PROBLEM STATEMENT — Only the pictures are to be left out; please reproduce everything else in the data exactly.

SUPPLIED RECORDS —
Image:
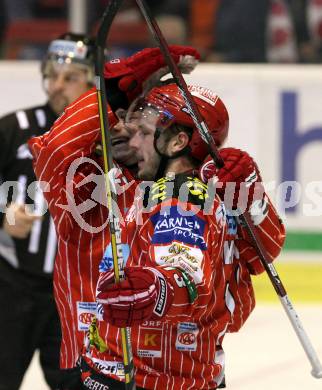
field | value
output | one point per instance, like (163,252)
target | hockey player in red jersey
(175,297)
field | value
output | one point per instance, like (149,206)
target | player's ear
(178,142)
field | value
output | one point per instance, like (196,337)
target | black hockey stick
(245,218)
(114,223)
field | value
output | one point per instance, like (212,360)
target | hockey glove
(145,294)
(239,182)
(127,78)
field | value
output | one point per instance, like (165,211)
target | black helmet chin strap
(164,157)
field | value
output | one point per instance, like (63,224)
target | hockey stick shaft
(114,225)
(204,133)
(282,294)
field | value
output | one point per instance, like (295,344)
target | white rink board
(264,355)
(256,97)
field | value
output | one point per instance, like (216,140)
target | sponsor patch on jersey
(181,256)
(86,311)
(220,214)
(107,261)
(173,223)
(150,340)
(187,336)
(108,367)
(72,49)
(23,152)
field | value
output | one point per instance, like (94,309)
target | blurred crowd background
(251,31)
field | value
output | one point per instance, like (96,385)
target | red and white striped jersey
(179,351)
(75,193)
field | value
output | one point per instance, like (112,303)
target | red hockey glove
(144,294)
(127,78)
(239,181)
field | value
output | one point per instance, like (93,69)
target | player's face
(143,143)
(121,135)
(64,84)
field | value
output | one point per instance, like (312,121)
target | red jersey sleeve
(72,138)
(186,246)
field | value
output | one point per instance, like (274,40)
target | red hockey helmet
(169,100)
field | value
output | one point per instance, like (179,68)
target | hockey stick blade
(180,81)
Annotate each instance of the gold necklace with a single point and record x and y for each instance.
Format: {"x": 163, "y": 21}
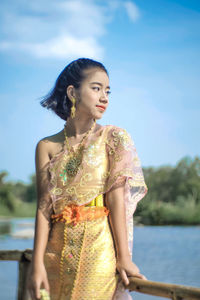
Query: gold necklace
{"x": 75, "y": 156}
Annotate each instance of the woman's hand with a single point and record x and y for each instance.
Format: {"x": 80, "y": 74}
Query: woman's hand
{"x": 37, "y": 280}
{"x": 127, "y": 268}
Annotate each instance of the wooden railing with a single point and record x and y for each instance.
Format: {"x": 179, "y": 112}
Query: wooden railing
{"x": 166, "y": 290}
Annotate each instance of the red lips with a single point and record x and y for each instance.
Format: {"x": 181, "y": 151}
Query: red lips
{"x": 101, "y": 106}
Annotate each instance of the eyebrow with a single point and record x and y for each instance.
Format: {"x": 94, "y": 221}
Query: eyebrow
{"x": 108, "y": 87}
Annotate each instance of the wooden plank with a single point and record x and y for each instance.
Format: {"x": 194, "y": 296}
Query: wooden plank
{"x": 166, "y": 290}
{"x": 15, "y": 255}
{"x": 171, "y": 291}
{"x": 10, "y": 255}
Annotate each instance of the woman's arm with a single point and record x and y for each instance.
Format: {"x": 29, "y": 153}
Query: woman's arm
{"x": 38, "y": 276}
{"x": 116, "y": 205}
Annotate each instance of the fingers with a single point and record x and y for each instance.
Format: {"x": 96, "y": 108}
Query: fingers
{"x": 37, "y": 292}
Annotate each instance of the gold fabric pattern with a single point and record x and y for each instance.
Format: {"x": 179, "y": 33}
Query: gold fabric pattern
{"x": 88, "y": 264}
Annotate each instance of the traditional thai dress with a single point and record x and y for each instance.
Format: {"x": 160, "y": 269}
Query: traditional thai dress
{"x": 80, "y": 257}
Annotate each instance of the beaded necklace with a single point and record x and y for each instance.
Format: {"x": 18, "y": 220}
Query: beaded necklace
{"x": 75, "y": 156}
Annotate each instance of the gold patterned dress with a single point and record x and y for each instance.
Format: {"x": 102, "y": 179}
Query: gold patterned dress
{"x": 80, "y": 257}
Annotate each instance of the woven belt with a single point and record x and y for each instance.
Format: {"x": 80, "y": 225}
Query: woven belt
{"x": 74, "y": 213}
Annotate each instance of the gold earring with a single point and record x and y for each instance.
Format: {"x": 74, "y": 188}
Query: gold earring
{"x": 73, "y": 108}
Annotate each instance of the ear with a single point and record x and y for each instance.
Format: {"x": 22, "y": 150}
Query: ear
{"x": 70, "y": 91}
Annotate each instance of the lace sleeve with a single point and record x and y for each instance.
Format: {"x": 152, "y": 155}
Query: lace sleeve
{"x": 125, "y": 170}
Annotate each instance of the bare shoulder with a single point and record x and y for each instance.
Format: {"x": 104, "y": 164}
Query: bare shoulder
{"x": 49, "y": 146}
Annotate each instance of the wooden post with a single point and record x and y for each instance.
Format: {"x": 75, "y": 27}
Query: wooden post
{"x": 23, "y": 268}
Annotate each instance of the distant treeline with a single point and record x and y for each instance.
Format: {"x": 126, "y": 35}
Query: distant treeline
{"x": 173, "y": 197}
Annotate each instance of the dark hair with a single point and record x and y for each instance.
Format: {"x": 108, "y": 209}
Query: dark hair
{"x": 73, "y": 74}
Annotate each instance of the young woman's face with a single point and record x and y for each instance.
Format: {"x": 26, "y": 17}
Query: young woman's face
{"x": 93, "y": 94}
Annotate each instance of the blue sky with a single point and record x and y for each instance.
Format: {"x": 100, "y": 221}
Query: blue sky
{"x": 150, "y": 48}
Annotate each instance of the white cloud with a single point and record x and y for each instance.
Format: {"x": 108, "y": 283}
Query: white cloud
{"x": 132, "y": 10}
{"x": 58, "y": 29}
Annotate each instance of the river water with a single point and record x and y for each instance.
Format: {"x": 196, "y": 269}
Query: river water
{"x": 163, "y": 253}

RESULT —
Image:
field | value
output | one point per instance, like (163,252)
target | hockey player in red jersey
(175,297)
field | value
output | one point per instance, like (149,206)
target | player's ear
(178,142)
field | value
output | one point per instance, like (196,337)
target | black hockey stick
(245,218)
(114,223)
field | value
output | one point per instance, like (212,360)
target | hockey glove
(145,294)
(239,182)
(127,78)
field | value
output | one point per instance, like (165,211)
target | black helmet chin strap
(164,157)
field | value
output | one point per instance, like (63,224)
target | hockey stick shaft
(114,225)
(204,133)
(282,294)
field | value
output | one point per instance, like (295,344)
target | white rink board
(264,355)
(256,97)
field | value
output | one point per instance, like (216,140)
target | sponsor patch on jersey
(181,256)
(86,311)
(220,214)
(107,261)
(173,223)
(150,340)
(187,336)
(108,367)
(72,49)
(23,152)
field | value
output | one point per instance, like (94,309)
target | blurred crowd background
(251,31)
field | value
output | one point per instance, like (96,385)
target | red and white striped jersey
(179,351)
(75,193)
field | value
output | one point per instance, like (112,303)
target | red hockey glove
(144,294)
(127,78)
(239,181)
field | value
output | one point per instance, like (93,69)
target | player's face
(143,143)
(121,135)
(64,84)
field | value
output | one point per instance, like (312,121)
target | red jersey sleeve
(72,138)
(186,246)
field | value
output | one point per instance, like (274,40)
target | red hockey helmet
(169,100)
field | value
output | one point per instance, like (179,68)
target | hockey stick blade
(180,81)
Annotate each instance of the gold necklace with a single point and record x and y for each instance.
Format: {"x": 163, "y": 21}
Query: gold necklace
{"x": 75, "y": 156}
Annotate each instance of the woman's hand with a single point and record x and y for each instance.
Format: {"x": 80, "y": 74}
Query: woman's hand
{"x": 37, "y": 280}
{"x": 127, "y": 268}
Annotate each instance of the wooden railing with a single point and record x and y for each instance.
Format: {"x": 179, "y": 112}
Query: wooden railing
{"x": 166, "y": 290}
Annotate each instance of the red lips with a single point and record x and y for each instance.
Format: {"x": 181, "y": 151}
Query: red lips
{"x": 101, "y": 106}
Annotate each instance of the eyebrow with a single point and record x and y for each instance.
Format: {"x": 94, "y": 221}
Query: eyebrow
{"x": 108, "y": 87}
Annotate each instance of the wooden plank with a single point and record x and y for each instance.
Format: {"x": 194, "y": 296}
Query: wooden plank
{"x": 166, "y": 290}
{"x": 15, "y": 255}
{"x": 171, "y": 291}
{"x": 10, "y": 255}
Annotate each instance of the woman's arm with a single point and record x and y for each instance.
Format: {"x": 29, "y": 153}
Query: woman's arm
{"x": 38, "y": 276}
{"x": 116, "y": 205}
Annotate each instance of the fingers with a single point and record x and y for each instance.
Format: {"x": 96, "y": 108}
Query: fingers
{"x": 37, "y": 292}
Annotate each instance of the gold fabric pattern with a single point and record x and y for each instance.
Format: {"x": 179, "y": 33}
Query: gold fabric pattern
{"x": 88, "y": 264}
Annotate each instance of the traditional thai dress with a single point and record x and y for each instance.
Format: {"x": 160, "y": 269}
Query: traditional thai dress
{"x": 80, "y": 257}
Annotate each instance of the beaded necklace with a single point and record x and y for each instance.
Format: {"x": 18, "y": 220}
Query: beaded necklace
{"x": 75, "y": 156}
Annotate each instance of the gold patterned dress with a single point and record x and y for each instance.
Format: {"x": 102, "y": 179}
Query: gold patterned dress
{"x": 80, "y": 257}
Annotate each instance of the woven belt with a single point and record x and y for each instance.
Format: {"x": 80, "y": 225}
Query: woven belt
{"x": 74, "y": 213}
Annotate each instance of the gold earring with a single point and record x and y for each instance.
Format: {"x": 74, "y": 188}
Query: gold earring
{"x": 73, "y": 108}
Annotate each instance of the ear with a single point and record x and y for each instance.
Format: {"x": 22, "y": 150}
Query: ear
{"x": 70, "y": 91}
Annotate each instance of the lace sleeve with a single point and record x and y for each instance.
Format: {"x": 152, "y": 155}
Query: lace sleeve
{"x": 125, "y": 170}
Annotate each instance of the bare shoulder with a single point and record x and y for each instance.
Format: {"x": 104, "y": 164}
Query: bare shoulder
{"x": 49, "y": 146}
Annotate each instance of the wooden post with a single point and record x and y for each instance.
Format: {"x": 75, "y": 27}
Query: wooden post
{"x": 23, "y": 268}
Annotate each instance of the distant treeline with a single point and record x and y for each instance.
Format: {"x": 126, "y": 35}
Query: distant treeline
{"x": 173, "y": 197}
Annotate each instance of the dark hair with a single point and record x and y for each instance.
Format: {"x": 108, "y": 209}
Query: dark hair
{"x": 73, "y": 74}
Annotate each instance of the young woman's face with a single point and record x and y for each instance.
Format: {"x": 26, "y": 17}
Query: young woman's face
{"x": 93, "y": 94}
Annotate each instance of the blue sky with a single point and record x and y for each instance.
Format: {"x": 100, "y": 221}
Query: blue sky
{"x": 150, "y": 48}
Annotate each instance of the white cloud with a single point and record x and y for each instance.
Format: {"x": 108, "y": 283}
Query: white cloud
{"x": 132, "y": 10}
{"x": 58, "y": 29}
Annotate each instance of the river water with a single point and record x and y for each instance.
Format: {"x": 196, "y": 269}
Query: river water
{"x": 163, "y": 253}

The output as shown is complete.